- WHAT THE EXERCISE ASKS: The entries that follow must be written out exactly, without any of the pictures they contain.

#### INPUT DATA

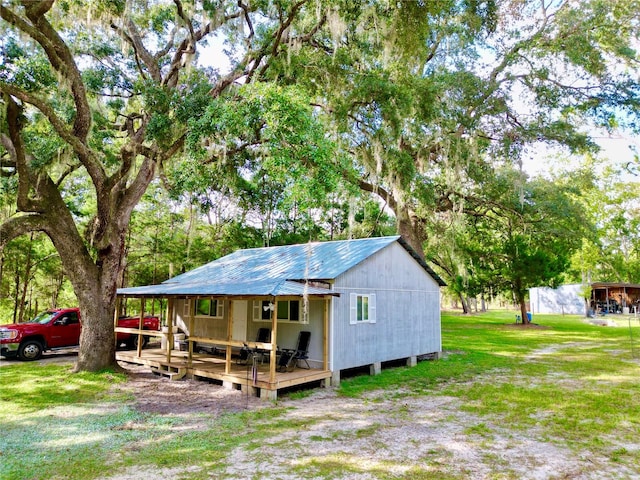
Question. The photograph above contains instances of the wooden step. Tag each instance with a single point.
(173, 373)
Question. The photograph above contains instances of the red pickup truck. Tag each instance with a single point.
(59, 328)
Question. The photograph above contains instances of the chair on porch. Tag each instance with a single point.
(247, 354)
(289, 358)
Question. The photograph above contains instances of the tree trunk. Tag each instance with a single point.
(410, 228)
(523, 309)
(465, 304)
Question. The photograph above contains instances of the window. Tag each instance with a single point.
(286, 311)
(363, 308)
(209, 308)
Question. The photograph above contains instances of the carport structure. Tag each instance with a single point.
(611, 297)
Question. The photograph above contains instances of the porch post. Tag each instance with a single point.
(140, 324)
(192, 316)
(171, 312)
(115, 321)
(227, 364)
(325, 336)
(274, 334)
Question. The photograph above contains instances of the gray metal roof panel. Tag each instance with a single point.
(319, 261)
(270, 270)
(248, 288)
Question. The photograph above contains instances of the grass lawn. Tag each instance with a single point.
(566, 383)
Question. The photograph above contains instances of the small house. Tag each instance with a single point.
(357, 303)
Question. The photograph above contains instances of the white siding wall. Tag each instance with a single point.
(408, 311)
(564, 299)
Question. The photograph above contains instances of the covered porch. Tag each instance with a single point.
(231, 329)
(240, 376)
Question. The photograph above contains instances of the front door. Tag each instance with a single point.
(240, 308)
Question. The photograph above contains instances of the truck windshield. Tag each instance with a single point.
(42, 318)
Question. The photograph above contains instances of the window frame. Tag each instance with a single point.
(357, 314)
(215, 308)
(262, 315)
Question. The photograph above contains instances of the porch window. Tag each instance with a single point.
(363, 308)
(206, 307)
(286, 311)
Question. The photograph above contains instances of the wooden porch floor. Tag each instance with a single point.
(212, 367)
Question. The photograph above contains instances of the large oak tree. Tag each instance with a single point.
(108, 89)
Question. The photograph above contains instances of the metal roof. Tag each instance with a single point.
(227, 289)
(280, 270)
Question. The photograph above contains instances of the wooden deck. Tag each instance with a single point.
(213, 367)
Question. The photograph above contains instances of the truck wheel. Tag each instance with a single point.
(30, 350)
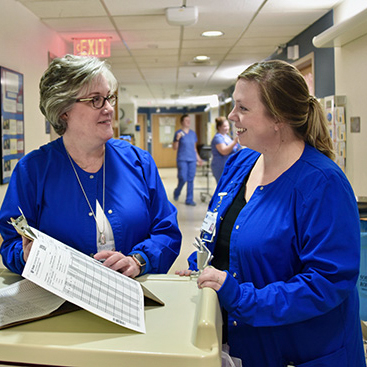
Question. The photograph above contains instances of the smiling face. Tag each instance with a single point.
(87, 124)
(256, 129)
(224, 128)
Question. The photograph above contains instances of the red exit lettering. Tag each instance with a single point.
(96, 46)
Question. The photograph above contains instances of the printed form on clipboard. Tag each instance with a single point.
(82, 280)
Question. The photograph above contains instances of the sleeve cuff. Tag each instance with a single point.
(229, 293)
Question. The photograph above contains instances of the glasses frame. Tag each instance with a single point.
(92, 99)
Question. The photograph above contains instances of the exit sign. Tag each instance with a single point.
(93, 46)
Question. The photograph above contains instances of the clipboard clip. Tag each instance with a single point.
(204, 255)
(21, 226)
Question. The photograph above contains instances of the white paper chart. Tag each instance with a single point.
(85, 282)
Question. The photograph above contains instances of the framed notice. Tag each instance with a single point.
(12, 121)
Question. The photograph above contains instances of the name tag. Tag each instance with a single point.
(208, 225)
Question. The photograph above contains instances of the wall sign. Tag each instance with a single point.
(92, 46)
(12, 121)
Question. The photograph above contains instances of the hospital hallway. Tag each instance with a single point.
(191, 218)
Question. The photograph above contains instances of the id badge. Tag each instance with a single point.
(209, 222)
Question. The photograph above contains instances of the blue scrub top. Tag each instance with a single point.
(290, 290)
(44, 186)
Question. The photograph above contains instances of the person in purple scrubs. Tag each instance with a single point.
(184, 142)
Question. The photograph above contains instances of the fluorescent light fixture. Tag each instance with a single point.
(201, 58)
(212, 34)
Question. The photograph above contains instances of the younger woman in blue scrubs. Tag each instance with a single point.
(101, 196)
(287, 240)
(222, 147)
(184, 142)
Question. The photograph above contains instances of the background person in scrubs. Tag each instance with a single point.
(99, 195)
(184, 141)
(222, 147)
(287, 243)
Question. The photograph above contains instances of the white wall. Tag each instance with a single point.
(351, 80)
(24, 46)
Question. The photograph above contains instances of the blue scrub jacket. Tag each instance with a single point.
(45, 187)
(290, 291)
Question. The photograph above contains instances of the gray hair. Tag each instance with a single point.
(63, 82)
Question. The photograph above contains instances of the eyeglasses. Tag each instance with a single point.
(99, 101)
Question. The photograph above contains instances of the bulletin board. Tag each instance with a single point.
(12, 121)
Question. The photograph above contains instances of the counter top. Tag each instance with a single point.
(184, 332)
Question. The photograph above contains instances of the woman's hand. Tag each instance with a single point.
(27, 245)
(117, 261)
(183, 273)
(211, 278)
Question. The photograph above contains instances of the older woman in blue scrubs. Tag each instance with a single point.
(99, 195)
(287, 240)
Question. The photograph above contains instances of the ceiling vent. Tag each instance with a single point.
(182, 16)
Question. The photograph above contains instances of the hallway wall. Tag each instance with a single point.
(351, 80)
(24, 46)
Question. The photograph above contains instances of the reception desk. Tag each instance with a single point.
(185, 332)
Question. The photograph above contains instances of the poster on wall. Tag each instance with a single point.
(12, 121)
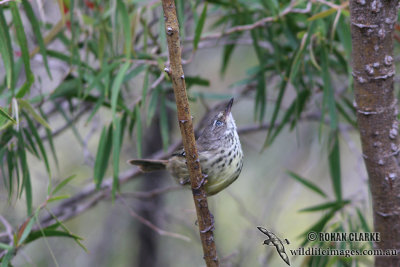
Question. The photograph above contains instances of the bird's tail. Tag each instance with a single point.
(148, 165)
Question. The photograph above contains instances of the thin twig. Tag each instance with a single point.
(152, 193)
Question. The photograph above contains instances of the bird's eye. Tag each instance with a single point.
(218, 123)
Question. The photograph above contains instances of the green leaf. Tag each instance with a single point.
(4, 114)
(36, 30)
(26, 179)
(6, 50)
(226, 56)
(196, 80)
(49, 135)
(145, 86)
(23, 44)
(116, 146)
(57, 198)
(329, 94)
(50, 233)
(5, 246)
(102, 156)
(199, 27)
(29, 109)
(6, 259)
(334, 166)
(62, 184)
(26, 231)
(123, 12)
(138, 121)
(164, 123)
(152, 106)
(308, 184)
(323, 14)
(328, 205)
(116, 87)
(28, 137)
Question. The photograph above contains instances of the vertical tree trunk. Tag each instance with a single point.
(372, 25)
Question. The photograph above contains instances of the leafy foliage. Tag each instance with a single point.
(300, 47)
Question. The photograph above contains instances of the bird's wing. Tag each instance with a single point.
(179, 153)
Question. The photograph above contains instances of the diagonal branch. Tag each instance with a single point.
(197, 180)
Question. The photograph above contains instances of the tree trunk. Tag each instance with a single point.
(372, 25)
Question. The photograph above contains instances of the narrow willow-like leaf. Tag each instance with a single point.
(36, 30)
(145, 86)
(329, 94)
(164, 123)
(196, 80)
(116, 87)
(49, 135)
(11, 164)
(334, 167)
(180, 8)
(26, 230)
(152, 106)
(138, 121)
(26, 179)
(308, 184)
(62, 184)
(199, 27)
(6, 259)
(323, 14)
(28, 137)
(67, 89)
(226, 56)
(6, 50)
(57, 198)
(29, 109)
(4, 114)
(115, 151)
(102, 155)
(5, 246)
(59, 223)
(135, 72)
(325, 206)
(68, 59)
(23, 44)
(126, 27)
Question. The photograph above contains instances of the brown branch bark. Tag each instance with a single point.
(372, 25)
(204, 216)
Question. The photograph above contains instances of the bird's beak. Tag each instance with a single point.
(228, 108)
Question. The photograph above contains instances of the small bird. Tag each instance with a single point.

########

- WORKED SOLUTION:
Question. The photograph above contains instances of the wooden step. Tag each instance with a single point.
(173, 373)
Question. The photograph above contains instances of the red pickup truck. Tag each instance with a single point.
(59, 328)
Question. The photograph above contains instances of the chair on porch. Tag each instance with a single point.
(247, 354)
(289, 358)
Question. The photograph above contains instances of the tree trunk. Tag each instance with a single point.
(410, 228)
(523, 309)
(465, 304)
Question. The photograph above contains instances of the window. Tag each instance with a single point.
(286, 311)
(363, 308)
(209, 308)
Question. The photograph above contains instances of the carport structure. Tag each instance with a single point.
(611, 297)
Question. The photograph above contains instances of the porch post. Tag each instance with a single point.
(140, 324)
(192, 316)
(171, 312)
(115, 321)
(227, 364)
(325, 336)
(274, 334)
Question. The photograph above contains instances of the gray metal roof panel. Tag each instance with a single point.
(319, 261)
(270, 270)
(248, 288)
Question. The photograph above contains instances of the grass lawn. Tag each instance with a single point.
(566, 383)
Question. The photograph above contains instances of the small house. Tag each instance with a single point.
(357, 303)
Question. The photograph above contains instances of the white siding wall. Tag each instance with a single point.
(408, 311)
(564, 299)
Question. The photograph above contains instances of the covered porch. Tag each instance with a single point.
(231, 329)
(240, 376)
Question. The photograph above contains instances of the front door. Tag each instance with a single point.
(240, 308)
Question. The photograph above contains instances of the truck windshield. Tag each instance with a single point.
(42, 318)
Question. The photograph above contains instances of the window frame. Tag each instance with a single point.
(357, 314)
(215, 308)
(262, 315)
Question. The photograph above contains instances of the porch window. Tag each instance with a single point.
(363, 308)
(206, 307)
(286, 311)
Question. The photograph above contains instances of the wooden porch floor. Tag each instance with a single point.
(212, 367)
Question. The photograph above contains instances of the large oak tree. Tag each instance with a single point.
(108, 89)
Question. The photograph above contains instances of the metal roof. Tag each instance with a single point.
(227, 289)
(280, 270)
Question. The photograph above contains instances of the wooden deck. Tag each instance with a single point.
(213, 367)
Question. The photograph above contains instances of the truck wheel. Tag each instance with a single point.
(30, 350)
Question. The photograph above contains instances of the smiling face. Tag each instance with a single point.
(87, 124)
(256, 129)
(224, 128)
Question. The photograph above contains instances of the red exit lettering. Tag each instance with a single point.
(96, 46)
Question. The photograph above contains instances of the printed form on clipboard. Tag each instance with a single point.
(82, 280)
Question. The photograph above contains instances of the sleeve cuff. Tag each instance with a single point.
(229, 293)
Question. The photograph above contains instances of the glasses frame. Tag each instance with a single point.
(92, 99)
Question. The photograph above contains instances of the exit sign. Tag each instance with a single point.
(93, 46)
Question. The photograph above contains instances of the clipboard clip. Tag each instance with a single point.
(204, 255)
(21, 226)
Question. The photograph above contains instances of the white paper chart. Tag each instance with a single point.
(85, 282)
Question. The photograph above contains instances of the framed notice. Tag each instance with a single point.
(12, 121)
Question. The photograph above contains instances of the name tag. Tag each instance with a single point.
(208, 225)
Question. The photograph above contains instances of the wall sign. Tag each instance with a single point.
(92, 46)
(12, 121)
Question. The photograph above contains instances of the hospital hallway. Tag each instance with a single point.
(191, 218)
Question. The photograph above contains instances of the id badge. Tag each instance with a single point.
(209, 222)
Question. The photograph above contains instances of the blue scrub top. Tag each instance with a single point.
(290, 290)
(44, 186)
Question. The photograph above contains instances of the person in purple scrubs. Tag each instance with a single point.
(184, 142)
Question. The photograph above contains instances of the fluorescent light fixture. Tag each instance with a single point.
(201, 58)
(212, 34)
Question. The photograph above contains instances of the younger woman in blue scrubs. Tag each instance with a single point.
(101, 196)
(287, 240)
(222, 147)
(184, 142)
Question. The photograph above contains instances of the background person in scrubs. Tag each instance with a single point.
(99, 195)
(184, 141)
(222, 147)
(287, 243)
Question. The photograph above contains instances of the white wall. Tag each instance with a single point.
(351, 80)
(24, 46)
Question. The photograph above contains instances of the blue scrub jacket. Tag each instance with a single point.
(45, 187)
(290, 291)
Question. The photograph above contains instances of the gray hair. Tag each instance with a single point.
(63, 82)
Question. The photograph above contains instances of the eyeglasses. Tag each instance with a single point.
(99, 101)
Question. The photograph above contains instances of the bulletin board. Tag each instance with a single point.
(12, 121)
Question. The photograph above contains instances of the counter top. Tag each instance with a single point.
(184, 332)
Question. The photograph above contains instances of the woman's hand. Tag each instance with a single point.
(27, 245)
(117, 261)
(183, 273)
(211, 278)
Question. The photograph above contains instances of the older woman in blue scrubs. Tag each instance with a single point.
(99, 195)
(287, 240)
Question. The photograph above contains instances of the ceiling vent. Tag each instance with a single point.
(182, 16)
Question. The photograph above contains instances of the hallway wall. Tag each instance with a single point.
(351, 80)
(24, 46)
Question. The photograph above contains instances of the reception desk. Tag each instance with a single point.
(185, 332)
Question. The photograph above contains instances of the poster on wall. Tag each instance with a single point.
(12, 121)
Question. The photograph above contains instances of the bird's tail. Tag each instance with a single point.
(148, 165)
Question. The photograph above contains instances of the thin twig. Tag each instance with a single point.
(152, 193)
Question. The photograph above contains instances of the bird's eye. Tag each instance with a single point.
(218, 123)
Question. The photograph above contains instances of the green leaf. Tag each instance with a single point.
(4, 114)
(36, 30)
(26, 179)
(6, 50)
(226, 56)
(196, 80)
(49, 135)
(145, 86)
(23, 44)
(116, 146)
(57, 198)
(329, 94)
(50, 233)
(5, 246)
(102, 156)
(199, 27)
(29, 109)
(6, 259)
(334, 166)
(62, 184)
(26, 231)
(123, 12)
(138, 121)
(164, 123)
(152, 106)
(308, 184)
(323, 14)
(328, 205)
(116, 87)
(28, 137)
Question. The photograph above contains instances of the vertical tree trunk. Tag each instance with a single point.
(372, 25)
Question. The photograph above contains instances of the leafy foliage. Tag each instance with a single point.
(300, 47)
Question. The photograph above contains instances of the bird's wing. Tag each instance with a single point.
(179, 153)
Question. The photograph above contains instances of the diagonal branch. Tag each instance with a single point.
(197, 180)
Question. The photograph above contains instances of the tree trunk. Tag each instance with a single point.
(372, 25)
Question. The photograph above contains instances of the narrow willow-like leaf. Tag each instance with a single point.
(36, 30)
(145, 86)
(329, 94)
(164, 123)
(196, 80)
(116, 87)
(49, 135)
(11, 164)
(334, 167)
(180, 8)
(26, 230)
(152, 106)
(138, 121)
(26, 179)
(308, 184)
(62, 184)
(199, 27)
(6, 259)
(323, 14)
(28, 137)
(67, 89)
(226, 56)
(6, 50)
(57, 198)
(29, 109)
(4, 114)
(115, 151)
(102, 155)
(5, 246)
(59, 223)
(135, 72)
(325, 206)
(68, 59)
(23, 44)
(126, 27)
Question. The photograph above contains instances of the brown branch bark. Tag each instance with a single point.
(372, 25)
(204, 216)
Question. The photograph above contains instances of the bird's beak. Tag each instance with a single point.
(228, 108)
Question. The photograph above contains instances of the small bird. Tag each instance with a single point.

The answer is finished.